··· Source text

Friday, July 27, 2012

Poverty and American Democracy


When we look around the world, the United States lags behind most of its peer nations—other industrial democracies—in many social indicators. The latest evidence of this concerns poverty and comes from a new report by the Economic Policy Institute http://bit.ly/LVRjx9

According to this report, the US poverty rate, using an international standard of the proportion of people living in households with income below half of a nation’s median household income, is 17.3%. This percentage is the highest among the world’s industrial democracies and almost twice as high as the average poverty rate for all these nations. Our neighbor to the north, Canada, has a poverty rate of only 12%, while the United Kingdom, where the Olympics are now being held, has a rate of 11%. Denmark and Iceland have the lowest rates, under 7%.

Using this same poverty standard, 23.1% of US children live in poor households, a rate more than twice higher than the average for all democracies and almost double Canada’s rate of 13.3%.

Compounding the problem of American poverty is the fact that the United States also spends much less than its peer nations to help its poor. As the EPI report explains, peer countries are much more likely than the United States to step in where markets and labor policy fail in order to lift their most disadvantaged citizens out of poverty.”

Why does the United States do so little to help its poor? Social research shows that Americans tend to blame the poor for being poor. This belief lowers their support for government efforts to help the poor. Because there is no great desire to help the poor, they do not get helped.

The rest of the world’s democracies are wiser than the United States. Each of these nations recognizes that its society fares better when its poor fare better. In addition to the simple moral imperative of helping “the least among us,” there is less crime when we help the poor, there is less illness and disease and lower medical spending when we help the poor, and there is a healthier economy when we help the poor. From the world’s democracies, the United States has much to learn.

Friday, July 20, 2012

The Dark Knight Massacre


I write this as details are still emerging of the massacre in Colorado at a showing of The Dark Knight Rises. At least 12 are dead and some three dozen wounded.

This massacre highlights once again the issue of firearms in the United States. Do guns keep us safer, or do they make us less safe? Many studies try to answer this question, and they do not come up with a consistent answer, but they do point to one conclusion overall. Here is my take on what this conclusion is:

Guns do make some people safer, but overall they make people and our society as a whole much less safe than more safe. Households with guns suffer more gun injuries and gun deaths than households without guns, even after controlling for such factors as alcohol use and family conflict. States with more guns have more gun homicides than states with fewer guns. Perhaps people in dangerous states buy guns to protect themselves, thus accounting for this correlation, but it does seem that the presence of handguns is raising the homicide rate.

······

> [What you have to do] According to the text above on poverty and guns, what is Canada's overall poverty rate?

··· Material shown

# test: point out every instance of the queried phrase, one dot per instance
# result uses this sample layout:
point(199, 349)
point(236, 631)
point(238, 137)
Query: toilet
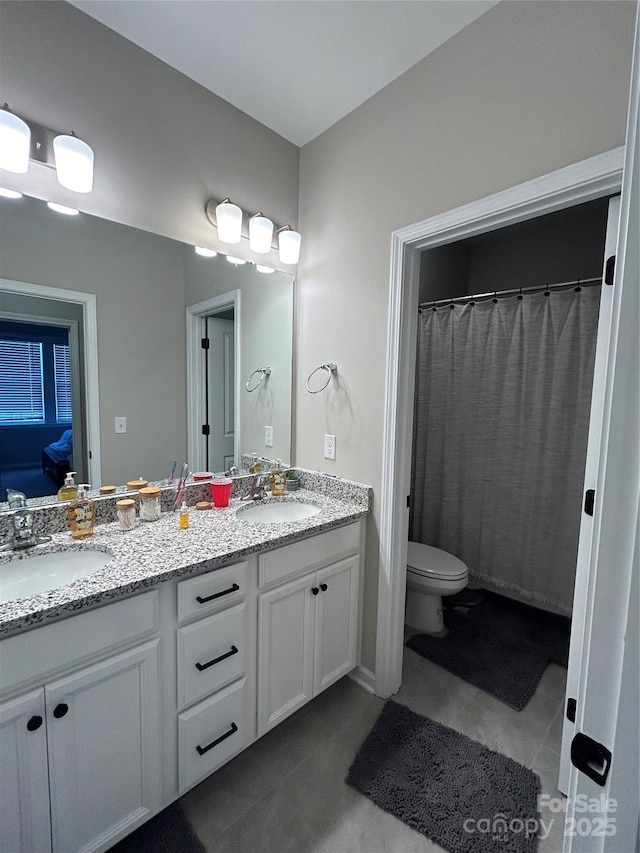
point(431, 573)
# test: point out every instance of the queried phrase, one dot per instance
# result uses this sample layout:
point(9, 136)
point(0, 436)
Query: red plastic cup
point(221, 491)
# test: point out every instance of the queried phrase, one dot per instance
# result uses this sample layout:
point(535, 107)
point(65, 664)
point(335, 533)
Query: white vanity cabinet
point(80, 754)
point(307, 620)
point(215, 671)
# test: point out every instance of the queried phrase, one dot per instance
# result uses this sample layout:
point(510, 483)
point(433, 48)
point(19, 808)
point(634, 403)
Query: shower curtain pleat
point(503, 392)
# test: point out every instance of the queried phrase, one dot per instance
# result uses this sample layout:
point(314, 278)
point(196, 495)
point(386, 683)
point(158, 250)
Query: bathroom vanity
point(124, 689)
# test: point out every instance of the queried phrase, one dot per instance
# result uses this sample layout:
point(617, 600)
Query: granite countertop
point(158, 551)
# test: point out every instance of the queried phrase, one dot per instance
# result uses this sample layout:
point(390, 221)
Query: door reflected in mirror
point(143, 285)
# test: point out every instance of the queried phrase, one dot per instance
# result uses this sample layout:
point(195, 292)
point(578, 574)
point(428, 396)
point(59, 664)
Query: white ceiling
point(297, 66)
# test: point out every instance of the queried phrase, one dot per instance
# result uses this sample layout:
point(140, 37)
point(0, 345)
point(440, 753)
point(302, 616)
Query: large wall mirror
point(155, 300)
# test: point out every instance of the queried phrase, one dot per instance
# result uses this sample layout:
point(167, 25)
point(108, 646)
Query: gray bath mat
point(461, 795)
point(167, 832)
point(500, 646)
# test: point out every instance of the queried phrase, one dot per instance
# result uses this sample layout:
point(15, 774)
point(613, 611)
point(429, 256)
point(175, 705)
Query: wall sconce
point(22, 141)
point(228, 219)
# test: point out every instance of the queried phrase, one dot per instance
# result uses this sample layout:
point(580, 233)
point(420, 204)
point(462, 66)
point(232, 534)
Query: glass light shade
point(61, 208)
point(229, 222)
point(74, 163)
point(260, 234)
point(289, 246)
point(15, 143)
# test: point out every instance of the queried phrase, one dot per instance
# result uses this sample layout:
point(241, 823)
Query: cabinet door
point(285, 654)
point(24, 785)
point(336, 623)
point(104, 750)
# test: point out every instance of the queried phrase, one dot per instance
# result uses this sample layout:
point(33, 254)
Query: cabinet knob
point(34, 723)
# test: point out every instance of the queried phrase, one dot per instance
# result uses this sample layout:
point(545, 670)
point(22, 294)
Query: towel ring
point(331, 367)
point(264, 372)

······
··· Material shown

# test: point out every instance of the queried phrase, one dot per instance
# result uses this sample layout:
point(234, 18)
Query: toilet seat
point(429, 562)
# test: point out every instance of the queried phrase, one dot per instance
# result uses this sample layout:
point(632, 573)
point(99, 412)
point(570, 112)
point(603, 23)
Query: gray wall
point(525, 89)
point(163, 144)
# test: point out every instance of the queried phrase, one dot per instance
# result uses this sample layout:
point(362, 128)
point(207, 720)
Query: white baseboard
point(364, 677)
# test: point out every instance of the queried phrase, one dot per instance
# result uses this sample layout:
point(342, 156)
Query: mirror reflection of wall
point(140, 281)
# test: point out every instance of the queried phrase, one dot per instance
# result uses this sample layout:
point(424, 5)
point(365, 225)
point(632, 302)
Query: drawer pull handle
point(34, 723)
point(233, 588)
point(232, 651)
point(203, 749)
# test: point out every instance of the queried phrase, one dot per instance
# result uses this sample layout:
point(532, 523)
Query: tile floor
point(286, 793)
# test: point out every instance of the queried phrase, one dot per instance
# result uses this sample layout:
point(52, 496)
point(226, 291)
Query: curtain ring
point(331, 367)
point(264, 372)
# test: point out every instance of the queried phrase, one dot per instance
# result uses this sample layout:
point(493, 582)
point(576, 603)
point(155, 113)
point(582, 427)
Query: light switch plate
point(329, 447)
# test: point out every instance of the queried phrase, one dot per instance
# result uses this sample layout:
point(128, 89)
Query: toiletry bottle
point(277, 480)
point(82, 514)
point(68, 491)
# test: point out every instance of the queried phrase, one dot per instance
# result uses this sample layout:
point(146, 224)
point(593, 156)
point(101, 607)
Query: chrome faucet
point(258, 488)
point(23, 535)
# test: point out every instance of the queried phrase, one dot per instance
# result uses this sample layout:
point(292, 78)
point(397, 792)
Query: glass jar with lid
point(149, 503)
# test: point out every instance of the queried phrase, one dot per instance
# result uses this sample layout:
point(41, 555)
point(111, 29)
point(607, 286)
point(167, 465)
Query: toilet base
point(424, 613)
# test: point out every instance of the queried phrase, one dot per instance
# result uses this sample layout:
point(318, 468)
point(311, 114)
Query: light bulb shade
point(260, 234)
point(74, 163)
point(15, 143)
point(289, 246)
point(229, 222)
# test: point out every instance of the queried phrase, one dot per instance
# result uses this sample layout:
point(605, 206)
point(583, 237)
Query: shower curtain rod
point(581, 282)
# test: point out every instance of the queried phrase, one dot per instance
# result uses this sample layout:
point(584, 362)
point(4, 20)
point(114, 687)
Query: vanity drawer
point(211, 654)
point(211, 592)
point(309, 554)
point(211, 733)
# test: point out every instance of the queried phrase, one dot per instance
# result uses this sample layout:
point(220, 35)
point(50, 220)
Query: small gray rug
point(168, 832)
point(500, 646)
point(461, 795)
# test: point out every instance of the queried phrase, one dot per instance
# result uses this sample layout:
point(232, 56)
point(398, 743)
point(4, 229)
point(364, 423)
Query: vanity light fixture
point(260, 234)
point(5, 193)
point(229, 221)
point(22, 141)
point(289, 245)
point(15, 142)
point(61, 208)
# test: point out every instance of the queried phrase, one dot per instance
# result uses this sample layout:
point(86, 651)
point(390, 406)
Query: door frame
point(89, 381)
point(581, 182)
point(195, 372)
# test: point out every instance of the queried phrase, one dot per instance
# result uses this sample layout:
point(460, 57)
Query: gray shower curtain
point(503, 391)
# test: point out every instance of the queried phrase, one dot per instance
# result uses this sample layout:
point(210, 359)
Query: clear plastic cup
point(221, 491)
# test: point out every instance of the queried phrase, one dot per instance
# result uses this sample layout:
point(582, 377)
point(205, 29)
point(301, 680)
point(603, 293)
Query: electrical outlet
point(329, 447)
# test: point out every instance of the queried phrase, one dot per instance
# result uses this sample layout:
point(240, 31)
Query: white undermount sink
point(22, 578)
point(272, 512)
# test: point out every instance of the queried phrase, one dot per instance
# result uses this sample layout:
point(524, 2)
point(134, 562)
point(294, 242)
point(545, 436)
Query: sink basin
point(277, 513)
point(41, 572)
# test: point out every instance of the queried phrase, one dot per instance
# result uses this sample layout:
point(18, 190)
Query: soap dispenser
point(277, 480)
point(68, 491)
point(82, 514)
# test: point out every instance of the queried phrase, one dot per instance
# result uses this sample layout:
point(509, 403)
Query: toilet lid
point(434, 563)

······
··· Material shown

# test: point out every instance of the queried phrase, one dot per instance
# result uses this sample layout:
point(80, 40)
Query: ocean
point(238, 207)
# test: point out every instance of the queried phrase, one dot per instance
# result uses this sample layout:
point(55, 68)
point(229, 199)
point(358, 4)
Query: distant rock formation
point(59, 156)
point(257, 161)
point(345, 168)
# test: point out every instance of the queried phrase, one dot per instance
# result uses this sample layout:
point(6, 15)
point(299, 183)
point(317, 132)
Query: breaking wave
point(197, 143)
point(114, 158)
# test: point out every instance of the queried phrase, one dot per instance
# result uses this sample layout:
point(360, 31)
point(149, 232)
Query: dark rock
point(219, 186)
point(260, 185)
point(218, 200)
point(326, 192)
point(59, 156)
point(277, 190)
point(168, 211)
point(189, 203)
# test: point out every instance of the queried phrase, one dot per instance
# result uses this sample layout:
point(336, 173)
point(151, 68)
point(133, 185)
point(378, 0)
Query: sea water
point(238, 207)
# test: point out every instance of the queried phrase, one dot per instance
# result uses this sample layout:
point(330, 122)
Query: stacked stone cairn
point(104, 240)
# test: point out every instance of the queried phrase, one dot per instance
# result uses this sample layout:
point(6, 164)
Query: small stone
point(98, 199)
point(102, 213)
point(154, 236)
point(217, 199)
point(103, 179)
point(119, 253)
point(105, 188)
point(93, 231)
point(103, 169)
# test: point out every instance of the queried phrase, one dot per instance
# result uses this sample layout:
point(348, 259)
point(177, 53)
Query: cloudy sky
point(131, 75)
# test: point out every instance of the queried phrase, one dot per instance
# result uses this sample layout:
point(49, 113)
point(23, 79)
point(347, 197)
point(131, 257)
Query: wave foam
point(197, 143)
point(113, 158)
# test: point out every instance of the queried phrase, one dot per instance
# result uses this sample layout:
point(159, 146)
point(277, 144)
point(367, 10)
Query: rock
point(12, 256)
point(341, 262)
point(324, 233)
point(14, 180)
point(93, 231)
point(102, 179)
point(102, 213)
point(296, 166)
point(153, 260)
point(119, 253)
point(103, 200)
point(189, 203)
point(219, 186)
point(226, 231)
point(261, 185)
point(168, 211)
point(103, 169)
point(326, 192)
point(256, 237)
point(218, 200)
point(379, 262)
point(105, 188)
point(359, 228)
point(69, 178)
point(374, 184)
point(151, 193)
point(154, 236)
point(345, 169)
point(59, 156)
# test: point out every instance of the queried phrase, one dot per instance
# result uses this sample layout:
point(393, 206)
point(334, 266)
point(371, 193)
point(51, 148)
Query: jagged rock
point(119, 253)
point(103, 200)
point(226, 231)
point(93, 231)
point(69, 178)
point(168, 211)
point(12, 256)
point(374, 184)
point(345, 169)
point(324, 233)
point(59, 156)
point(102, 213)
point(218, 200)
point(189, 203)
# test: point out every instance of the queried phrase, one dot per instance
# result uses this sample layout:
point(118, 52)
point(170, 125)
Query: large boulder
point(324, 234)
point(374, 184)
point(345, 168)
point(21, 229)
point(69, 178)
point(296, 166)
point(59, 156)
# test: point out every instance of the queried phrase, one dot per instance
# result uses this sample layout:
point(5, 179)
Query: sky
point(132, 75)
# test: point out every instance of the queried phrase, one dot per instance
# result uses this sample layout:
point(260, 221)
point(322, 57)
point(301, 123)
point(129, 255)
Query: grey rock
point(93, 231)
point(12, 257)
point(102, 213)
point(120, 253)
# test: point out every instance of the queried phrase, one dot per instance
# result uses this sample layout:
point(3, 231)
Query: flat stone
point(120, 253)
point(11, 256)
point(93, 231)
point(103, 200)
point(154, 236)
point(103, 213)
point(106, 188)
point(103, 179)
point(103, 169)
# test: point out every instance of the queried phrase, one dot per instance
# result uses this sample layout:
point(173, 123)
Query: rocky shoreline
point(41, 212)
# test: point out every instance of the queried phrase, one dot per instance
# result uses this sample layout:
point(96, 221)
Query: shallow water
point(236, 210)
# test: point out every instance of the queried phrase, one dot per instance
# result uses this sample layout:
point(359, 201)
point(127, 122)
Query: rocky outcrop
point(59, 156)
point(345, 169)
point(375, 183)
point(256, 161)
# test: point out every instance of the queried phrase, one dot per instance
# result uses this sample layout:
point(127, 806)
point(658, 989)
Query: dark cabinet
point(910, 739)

······

> [Answer to the exercise] 12%